◆ Task statement ◆
Type out all the data below, word for word.

◆ Source material ◆
◇ ◇ ◇ ◇ ◇ ◇ ◇
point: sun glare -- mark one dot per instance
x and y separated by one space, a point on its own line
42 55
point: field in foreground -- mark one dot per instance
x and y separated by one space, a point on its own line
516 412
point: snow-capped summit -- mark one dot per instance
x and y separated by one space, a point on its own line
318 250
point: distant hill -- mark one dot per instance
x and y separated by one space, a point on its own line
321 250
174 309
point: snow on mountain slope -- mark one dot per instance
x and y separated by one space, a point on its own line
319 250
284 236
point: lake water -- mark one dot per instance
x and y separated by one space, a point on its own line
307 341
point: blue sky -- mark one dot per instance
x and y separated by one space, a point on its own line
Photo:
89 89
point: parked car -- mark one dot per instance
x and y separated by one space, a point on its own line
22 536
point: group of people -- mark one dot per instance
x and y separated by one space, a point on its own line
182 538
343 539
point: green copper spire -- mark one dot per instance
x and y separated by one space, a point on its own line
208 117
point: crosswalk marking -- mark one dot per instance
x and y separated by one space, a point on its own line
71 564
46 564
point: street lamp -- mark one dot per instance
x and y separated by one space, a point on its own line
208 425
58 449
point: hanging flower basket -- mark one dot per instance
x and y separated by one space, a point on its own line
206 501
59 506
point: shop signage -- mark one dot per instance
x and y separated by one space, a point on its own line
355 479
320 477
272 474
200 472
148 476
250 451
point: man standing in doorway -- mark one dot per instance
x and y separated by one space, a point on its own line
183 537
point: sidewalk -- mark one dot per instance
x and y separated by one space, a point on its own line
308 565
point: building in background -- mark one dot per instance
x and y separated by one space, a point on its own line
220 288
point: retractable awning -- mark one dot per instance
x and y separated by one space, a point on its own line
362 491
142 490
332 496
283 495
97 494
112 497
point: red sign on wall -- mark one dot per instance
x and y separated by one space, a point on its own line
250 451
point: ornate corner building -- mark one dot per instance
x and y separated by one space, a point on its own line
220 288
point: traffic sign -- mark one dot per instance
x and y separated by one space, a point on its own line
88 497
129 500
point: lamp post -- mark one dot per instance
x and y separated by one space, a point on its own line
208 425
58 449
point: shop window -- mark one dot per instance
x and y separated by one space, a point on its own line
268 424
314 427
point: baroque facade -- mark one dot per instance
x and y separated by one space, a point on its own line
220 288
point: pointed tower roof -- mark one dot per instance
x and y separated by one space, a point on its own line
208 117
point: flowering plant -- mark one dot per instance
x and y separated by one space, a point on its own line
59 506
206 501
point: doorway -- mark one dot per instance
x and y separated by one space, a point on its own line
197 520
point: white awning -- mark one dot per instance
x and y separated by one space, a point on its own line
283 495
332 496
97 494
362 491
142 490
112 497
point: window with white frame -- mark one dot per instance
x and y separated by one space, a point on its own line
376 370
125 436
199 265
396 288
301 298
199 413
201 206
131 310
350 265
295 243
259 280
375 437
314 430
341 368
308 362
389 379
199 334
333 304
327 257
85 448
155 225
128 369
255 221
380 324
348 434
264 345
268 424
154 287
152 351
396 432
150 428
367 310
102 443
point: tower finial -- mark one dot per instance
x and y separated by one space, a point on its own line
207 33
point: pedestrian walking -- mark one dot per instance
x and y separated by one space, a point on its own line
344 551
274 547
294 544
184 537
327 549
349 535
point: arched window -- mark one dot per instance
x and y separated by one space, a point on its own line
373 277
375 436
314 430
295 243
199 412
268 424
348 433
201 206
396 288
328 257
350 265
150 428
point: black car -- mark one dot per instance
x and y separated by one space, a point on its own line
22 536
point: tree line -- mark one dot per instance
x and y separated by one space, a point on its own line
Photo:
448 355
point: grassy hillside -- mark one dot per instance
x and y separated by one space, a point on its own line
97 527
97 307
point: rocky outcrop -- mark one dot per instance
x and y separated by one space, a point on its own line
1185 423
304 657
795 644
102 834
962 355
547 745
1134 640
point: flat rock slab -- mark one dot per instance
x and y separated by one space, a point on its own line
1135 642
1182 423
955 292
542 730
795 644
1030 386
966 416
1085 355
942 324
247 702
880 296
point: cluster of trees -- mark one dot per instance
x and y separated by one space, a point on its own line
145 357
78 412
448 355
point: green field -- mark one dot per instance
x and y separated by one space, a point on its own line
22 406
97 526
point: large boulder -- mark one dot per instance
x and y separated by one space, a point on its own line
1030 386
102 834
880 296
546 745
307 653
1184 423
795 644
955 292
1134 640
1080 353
◇ ◇ ◇ ◇ ◇ ◇ ◇
◆ Solution ◆
point: sun glare -- mark one dot per instance
x and y separated by one space, a point on its own line
42 55
point: field in foreground -- mark one dot per instance
x and y separated by one space, a point on its own line
516 412
point: snow-capped summit -- mark one dot per instance
x and y separated by one space, a point on its own line
318 250
point: distant hill -- mark one dot per instance
x and y separated by one space, a point on its own line
321 250
174 309
point: snow on mountain slope -- mark one dot per instance
x and y separated by one space, a point on its own line
319 250
284 236
point: lake water -- mark one dot per instance
x and y separated by one space, a point on its own line
307 341
point: blue sky -- mark one dot per instance
x and y separated by one space, a point on its own line
Photo:
89 89
point: parked car -- mark one dot per instance
x and y separated by one space, a point on its own line
22 536
point: group of people -- mark one dot per instance
x and y separated by one space, a point on its own line
182 538
343 539
point: green copper spire -- mark one dot per instance
x and y separated by one space, a point on its own line
208 117
point: crosswalk marking -- mark one dot per instance
x and y separated by one space, a point on its own line
71 564
46 564
point: street lamp -- mark one dot per instance
x and y separated by one space, a point on its own line
208 425
58 449
point: hanging flower basket -- mark one dot per instance
x and y separated by one space, a point on its own line
206 501
59 506
point: shop signage -- mark one dot per instance
x and y separated by one space, a point on its own line
355 479
320 477
272 474
200 472
148 476
250 451
point: man standing in doorway -- mark one dot per instance
x and y separated by one space, a point on its own line
183 537
point: sidewalk -- mark one dot per instance
x and y separated by one space, a point on its own line
308 565
point: building in background -- mark one dot per instance
x and y separated by one space, a point on its own line
220 288
point: retractable awning -- mark one dot per instance
x and y separated by one space, a point on its own line
362 491
142 490
332 496
283 495
97 494
112 497
point: red sign on wall -- mark one dot per instance
x and y separated by one space, a point on its own line
250 451
point: ornate corner building -- mark one dot per instance
x and y separated by one space, a point on its own line
220 288
point: traffic sign -- mark one dot per instance
x and y separated by one space, a point on its own line
88 497
129 500
point: lamp post -- mark one dot per instance
x and y separated by one space, a point on its own line
208 425
58 449
point: shop window -- mark one dot per instance
x and y separated by one space, a point on its own line
268 424
314 427
point: baroque facade -- mark one dot per instance
x and y separated by one space, a point on its own line
220 288
point: pointed tower roof -- mark one dot per instance
x and y separated by one space, a point on its own line
208 117
point: flowering plant -- mark one dot per instance
x and y separated by one space, a point on its own line
59 506
206 501
point: doorway -- mark one dot per instance
x and y separated by one space, a point on its own line
197 520
point: white awning -- mark one dot per instance
x and y separated by one space, a point on its own line
283 495
332 496
97 494
362 491
142 490
112 497
point: window with white frame -- mark one dot per instance
x and y separated by one space, a point on its own line
376 370
125 436
199 265
396 288
301 298
199 413
201 206
131 310
350 265
295 243
259 280
375 437
314 430
341 368
308 362
389 379
199 334
333 304
327 257
85 448
155 225
128 369
255 221
380 324
348 434
264 345
268 424
154 287
152 351
396 432
150 428
367 310
102 443
point: tower finial -- mark one dot per instance
x and y separated by one space, a point on its own line
207 33
point: pedestrian walking -- mark one dot per instance
x and y separated by one space, a point on its own line
344 551
274 547
294 544
184 537
327 549
349 535
point: arched window -- mark one dot per instance
x and y separated by one space, a point on its own line
373 277
375 436
314 430
295 243
199 412
268 424
348 433
201 206
396 288
328 257
350 265
150 428
point: black car -- mark one dot per instance
x and y separated by one space, a point on its own line
22 536
point: tree line -- mark one dot per instance
x and y separated by one space, a point on its own line
Photo:
448 355
point: grassy hillside -- mark one dot per instance
x and y separated by one space, a point on its own line
97 527
97 307
point: rocky outcrop -- mark one dot per instance
x and y separated by one space, a point on its own line
1185 423
304 657
795 644
102 834
962 355
547 745
1134 640
point: flat rock slab -- mark one dot per instance
x and y separated by one space, a point on its own line
1135 642
1182 423
955 292
542 730
795 644
1030 386
966 416
1085 355
942 324
247 702
880 296
point: cluster of trees -- mark one dot per instance
x and y separated by one space, a point on its own line
145 357
78 412
448 355
point: green field -- mark one dot per instance
x and y separated by one space, a point on its own line
22 406
97 526
point: large boulder -- mark one dot per instance
x and y separated by one space, a point on its own line
1030 386
102 834
880 296
546 745
307 653
1184 423
795 644
955 292
1134 640
1080 353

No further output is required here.